Your tasks >>
A - In order of appearance, list every word, hyphenated or not, that begins with "photo" in the text on azobenzene photo-switches.
B - Write a continuation of the text on azobenzene photo-switches, beginning after its final sentence.

Extracted text >>
*** Block opens ***

In this thesis the focus was on azobenzene photo-switches, as dynamic building blocks.
‘We started to study fluorinated azobenzenes,’ He Huang says. ‘Especially their application in supramolecular materials, for kinetic control and visible-light controlled switching, is very promising.’
First, two strategies (ortho-fluorination and axial chirality) were combined, in azobenzene-based dynamic dopants for liquid crystals. ’These chiral dopants display better cis-form stability than their nonfluorinated counterparts,’ He says. ‘Long-lived helical structures with cis-state dopant, could be created by irradiation. I strongly believe, this cholesteric liquid crystal will be potentially applied, n optical display devices or in photo-responsive actuators.’
It was shown that, by light-triggered photo-isomerization, photoswitches are transferable from one host cavity to the other, and reversibly. Used here were two common host cavities: β-cyclodextrin and cucurbituril.

*** Block closes ***

[Natural language region descriptions]
*** Block opens ***

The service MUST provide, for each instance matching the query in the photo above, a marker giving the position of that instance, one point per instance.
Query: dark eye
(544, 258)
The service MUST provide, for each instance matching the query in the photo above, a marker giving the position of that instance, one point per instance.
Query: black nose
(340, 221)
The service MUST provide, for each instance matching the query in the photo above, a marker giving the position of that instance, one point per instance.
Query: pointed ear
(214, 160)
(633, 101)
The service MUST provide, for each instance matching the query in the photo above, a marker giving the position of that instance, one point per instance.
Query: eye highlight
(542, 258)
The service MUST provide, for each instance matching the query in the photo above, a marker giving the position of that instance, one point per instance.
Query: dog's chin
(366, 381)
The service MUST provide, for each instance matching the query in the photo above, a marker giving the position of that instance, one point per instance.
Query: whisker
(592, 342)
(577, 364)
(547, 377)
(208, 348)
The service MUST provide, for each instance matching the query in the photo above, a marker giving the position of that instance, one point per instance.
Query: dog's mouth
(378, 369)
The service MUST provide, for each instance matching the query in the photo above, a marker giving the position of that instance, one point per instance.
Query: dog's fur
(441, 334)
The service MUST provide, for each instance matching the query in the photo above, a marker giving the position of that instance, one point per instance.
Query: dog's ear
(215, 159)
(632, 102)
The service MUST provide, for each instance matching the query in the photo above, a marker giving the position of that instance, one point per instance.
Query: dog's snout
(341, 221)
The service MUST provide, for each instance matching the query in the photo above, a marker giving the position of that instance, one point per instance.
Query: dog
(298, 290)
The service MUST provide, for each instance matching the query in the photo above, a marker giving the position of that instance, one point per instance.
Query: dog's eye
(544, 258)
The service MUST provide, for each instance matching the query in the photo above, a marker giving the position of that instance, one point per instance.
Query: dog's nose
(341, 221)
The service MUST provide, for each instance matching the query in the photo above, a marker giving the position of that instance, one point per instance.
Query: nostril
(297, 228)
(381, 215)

*** Block closes ***

Answers for this exercise >>
A - photo-switches, photo-responsive, photo-isomerization, photoswitches

B -
Further, host-guest chemistry of ortho-fluorinated azobenzenes, was used in the design of multivalent architectures. The final aim here was to build dynamic supramolecular nanoparticles, that would display photo-triggered self-assembly.
‘Working on a fundamental level, in various exciting application fields, was very rewarding,’ He Huang says. ‘We also studied azobenzene-based photo-switches, to be employed as photo-responsive ligands for nanoplatelets of an inorganic semi-conductor. Upon irradiation, face-to-face self-assembly of the nanoplatelets took place, to form supra-particular ribbons.’
Closely collaborating with Mark Smithers and Rico Keim, from the Mesa+ Nanolab, He Huang valued as a rich experience.
‘I learnt to work systematically, and to be very patient,’ He says. ‘Complex processes call for proper and complete preparation. And when results appear, the need for critical observations stays essential, to verify the outcomes and to explain the results.’
Working from scratch, He Huang was especially delighted, and excited, to see his first target-molecules in the NMR spectrometer.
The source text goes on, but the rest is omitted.